- Aim -
Convert the lines running from the one containing "Keypoint placement rule: for each instance of the elderly" through the end of the records, both ends included, into a JSON list of strings with one string for each line, and omit any blank lines.

----- Listed records

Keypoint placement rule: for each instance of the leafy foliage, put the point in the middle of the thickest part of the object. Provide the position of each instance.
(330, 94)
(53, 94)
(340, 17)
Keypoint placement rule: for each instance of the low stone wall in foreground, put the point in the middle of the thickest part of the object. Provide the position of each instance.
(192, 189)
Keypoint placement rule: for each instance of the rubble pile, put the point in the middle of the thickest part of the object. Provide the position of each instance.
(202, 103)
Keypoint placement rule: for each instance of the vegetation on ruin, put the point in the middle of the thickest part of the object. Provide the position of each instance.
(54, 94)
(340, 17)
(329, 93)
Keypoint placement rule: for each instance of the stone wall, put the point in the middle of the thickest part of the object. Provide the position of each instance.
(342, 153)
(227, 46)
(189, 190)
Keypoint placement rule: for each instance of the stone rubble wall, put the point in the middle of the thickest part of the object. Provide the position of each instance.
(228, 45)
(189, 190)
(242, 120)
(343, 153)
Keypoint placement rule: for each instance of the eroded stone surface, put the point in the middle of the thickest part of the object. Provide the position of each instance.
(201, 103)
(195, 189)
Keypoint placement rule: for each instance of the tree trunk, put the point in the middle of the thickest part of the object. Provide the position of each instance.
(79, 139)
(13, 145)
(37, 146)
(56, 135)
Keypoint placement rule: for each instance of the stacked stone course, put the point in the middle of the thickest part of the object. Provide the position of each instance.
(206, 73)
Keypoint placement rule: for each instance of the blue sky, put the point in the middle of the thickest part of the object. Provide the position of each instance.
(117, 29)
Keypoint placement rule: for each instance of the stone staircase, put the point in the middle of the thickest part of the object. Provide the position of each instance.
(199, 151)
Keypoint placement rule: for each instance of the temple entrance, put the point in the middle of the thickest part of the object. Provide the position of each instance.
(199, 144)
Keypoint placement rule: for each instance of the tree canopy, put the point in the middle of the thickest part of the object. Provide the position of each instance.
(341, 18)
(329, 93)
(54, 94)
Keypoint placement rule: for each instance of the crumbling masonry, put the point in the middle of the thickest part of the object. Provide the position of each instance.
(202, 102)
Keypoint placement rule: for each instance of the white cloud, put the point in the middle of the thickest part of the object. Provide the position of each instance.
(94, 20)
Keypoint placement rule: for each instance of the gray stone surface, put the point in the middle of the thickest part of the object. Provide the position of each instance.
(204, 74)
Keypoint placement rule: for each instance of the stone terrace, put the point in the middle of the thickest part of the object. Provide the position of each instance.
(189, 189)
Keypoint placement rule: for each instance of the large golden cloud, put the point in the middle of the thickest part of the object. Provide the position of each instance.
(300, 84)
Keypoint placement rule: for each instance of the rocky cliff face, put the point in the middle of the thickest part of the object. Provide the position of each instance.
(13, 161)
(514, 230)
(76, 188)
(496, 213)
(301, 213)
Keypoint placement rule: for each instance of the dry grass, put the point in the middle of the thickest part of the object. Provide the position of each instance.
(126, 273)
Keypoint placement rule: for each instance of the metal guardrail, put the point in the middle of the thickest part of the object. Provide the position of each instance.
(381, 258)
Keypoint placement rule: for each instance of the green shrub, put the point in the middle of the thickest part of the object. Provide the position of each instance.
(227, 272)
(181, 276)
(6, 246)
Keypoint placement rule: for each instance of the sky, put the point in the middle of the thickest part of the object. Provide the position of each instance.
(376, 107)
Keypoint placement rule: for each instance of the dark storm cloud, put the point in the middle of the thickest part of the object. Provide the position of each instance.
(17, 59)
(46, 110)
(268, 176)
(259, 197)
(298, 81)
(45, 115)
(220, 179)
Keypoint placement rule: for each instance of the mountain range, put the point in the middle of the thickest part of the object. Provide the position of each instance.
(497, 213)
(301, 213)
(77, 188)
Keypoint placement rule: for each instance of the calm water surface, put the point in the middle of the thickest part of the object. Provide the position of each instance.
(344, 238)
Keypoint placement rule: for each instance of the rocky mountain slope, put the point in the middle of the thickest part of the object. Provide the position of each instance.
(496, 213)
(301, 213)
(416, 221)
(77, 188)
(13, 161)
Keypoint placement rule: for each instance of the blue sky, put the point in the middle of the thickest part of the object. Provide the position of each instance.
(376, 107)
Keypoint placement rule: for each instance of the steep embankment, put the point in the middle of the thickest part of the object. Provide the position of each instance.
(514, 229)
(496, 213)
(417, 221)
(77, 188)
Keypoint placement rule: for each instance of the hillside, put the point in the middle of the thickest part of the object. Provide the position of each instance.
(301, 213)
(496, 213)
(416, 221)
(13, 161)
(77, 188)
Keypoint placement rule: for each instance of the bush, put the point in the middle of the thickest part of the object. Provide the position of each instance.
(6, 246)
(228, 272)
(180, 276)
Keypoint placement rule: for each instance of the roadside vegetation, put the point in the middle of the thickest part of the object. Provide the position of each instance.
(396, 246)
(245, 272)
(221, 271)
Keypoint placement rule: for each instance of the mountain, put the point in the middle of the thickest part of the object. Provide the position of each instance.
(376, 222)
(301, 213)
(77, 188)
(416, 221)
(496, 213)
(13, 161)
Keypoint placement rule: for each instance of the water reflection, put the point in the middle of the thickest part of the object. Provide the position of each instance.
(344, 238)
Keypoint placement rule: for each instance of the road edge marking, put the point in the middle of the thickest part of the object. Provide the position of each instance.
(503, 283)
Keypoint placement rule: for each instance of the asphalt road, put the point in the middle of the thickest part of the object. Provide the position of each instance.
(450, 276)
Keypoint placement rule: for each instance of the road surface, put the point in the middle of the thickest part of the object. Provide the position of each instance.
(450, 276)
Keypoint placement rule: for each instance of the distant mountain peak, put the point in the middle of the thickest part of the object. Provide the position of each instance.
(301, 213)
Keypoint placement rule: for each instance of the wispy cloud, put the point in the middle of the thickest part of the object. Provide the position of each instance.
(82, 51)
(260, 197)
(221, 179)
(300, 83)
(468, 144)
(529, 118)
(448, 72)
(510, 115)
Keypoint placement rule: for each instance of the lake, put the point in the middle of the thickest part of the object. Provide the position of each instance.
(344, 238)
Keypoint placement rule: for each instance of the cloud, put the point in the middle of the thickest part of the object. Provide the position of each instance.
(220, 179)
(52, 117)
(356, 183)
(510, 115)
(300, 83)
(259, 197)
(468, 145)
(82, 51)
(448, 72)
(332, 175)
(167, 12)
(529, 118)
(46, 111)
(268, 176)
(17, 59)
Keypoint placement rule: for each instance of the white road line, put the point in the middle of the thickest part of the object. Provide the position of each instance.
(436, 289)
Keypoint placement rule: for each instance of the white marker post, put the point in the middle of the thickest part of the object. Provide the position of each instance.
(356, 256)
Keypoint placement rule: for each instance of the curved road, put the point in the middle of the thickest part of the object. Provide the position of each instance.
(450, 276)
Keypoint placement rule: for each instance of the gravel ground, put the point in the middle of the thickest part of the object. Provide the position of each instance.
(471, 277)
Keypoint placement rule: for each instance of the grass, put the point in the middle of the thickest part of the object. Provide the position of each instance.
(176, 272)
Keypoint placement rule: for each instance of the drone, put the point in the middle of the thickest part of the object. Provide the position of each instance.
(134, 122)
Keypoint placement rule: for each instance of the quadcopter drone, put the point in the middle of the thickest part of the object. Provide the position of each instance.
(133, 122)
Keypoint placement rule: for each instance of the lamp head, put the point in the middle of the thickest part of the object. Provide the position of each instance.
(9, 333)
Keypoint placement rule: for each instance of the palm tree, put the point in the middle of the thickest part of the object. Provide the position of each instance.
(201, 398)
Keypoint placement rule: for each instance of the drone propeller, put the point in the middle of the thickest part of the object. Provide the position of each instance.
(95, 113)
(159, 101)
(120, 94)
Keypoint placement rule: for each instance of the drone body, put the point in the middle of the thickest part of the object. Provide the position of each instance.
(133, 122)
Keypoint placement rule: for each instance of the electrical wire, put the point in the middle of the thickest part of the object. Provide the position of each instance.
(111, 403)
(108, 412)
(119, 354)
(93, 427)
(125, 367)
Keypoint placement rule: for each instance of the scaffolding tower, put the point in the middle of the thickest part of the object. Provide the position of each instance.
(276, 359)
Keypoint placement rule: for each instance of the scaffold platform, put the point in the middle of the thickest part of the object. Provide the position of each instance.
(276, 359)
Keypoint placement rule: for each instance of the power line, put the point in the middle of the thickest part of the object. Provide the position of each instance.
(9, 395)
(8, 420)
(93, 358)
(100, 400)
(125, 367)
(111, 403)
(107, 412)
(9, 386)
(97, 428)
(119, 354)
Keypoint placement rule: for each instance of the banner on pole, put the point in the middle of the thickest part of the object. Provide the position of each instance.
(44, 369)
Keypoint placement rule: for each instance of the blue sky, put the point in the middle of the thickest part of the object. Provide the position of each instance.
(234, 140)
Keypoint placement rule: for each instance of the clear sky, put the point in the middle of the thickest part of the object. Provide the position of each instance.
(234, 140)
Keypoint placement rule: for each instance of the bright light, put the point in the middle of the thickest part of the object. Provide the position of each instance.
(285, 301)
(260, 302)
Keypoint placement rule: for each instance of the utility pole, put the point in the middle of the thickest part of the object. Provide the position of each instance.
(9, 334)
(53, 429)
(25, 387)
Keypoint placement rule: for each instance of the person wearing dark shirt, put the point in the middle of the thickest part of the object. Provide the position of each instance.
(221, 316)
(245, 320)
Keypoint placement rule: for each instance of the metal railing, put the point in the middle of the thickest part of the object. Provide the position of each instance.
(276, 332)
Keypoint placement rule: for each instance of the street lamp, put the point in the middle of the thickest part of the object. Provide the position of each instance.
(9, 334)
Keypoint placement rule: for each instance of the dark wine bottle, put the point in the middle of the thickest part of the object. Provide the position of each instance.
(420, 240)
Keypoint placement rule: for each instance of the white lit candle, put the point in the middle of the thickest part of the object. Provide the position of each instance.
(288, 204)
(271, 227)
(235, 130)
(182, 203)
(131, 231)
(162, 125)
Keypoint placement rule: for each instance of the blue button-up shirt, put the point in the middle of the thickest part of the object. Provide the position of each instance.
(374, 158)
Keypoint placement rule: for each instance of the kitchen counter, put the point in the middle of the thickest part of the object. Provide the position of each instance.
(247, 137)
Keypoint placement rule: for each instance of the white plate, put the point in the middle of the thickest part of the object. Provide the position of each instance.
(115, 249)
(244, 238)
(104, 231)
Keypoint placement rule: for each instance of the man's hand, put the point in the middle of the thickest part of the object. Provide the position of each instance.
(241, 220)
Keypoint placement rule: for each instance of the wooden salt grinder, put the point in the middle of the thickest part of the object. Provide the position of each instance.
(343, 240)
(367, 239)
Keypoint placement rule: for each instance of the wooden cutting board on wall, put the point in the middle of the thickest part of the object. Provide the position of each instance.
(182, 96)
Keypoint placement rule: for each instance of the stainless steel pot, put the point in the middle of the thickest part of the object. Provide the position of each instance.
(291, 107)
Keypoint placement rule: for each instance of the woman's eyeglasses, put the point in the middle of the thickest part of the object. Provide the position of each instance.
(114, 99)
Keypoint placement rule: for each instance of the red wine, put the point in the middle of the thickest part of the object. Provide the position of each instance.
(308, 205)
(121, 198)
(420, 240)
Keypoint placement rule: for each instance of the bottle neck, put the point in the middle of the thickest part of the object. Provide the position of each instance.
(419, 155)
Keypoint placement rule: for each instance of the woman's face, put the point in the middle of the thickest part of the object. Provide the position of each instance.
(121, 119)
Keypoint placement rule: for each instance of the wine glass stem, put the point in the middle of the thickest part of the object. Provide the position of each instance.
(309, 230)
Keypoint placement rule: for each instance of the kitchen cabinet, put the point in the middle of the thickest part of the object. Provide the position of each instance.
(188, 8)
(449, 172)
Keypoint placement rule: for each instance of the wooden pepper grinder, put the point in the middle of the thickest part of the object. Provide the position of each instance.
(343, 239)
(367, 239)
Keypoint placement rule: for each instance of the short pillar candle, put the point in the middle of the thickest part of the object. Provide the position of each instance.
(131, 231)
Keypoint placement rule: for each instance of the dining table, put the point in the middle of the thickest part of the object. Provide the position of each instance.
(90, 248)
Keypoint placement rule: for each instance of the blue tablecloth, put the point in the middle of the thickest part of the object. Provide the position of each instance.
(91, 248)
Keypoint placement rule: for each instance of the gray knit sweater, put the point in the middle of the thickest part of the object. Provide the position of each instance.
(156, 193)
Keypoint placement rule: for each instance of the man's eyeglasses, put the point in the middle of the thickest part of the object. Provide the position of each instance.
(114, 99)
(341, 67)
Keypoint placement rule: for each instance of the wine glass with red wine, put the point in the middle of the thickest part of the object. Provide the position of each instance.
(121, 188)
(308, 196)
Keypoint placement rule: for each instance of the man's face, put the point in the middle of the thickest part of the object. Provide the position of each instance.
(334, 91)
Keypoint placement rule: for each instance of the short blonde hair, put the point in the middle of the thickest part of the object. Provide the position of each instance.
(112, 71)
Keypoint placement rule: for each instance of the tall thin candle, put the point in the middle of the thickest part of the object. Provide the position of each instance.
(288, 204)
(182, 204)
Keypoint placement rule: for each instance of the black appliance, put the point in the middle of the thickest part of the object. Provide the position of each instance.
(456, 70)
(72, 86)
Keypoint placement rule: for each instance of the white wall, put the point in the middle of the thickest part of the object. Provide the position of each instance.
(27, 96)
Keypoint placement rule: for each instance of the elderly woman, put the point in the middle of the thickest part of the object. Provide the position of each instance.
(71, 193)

----------

- Response below -
[
  "Keypoint placement rule: for each instance of the elderly woman, put the point in the middle of the thickest part of the object. Provide the position of each instance.",
  "(71, 193)"
]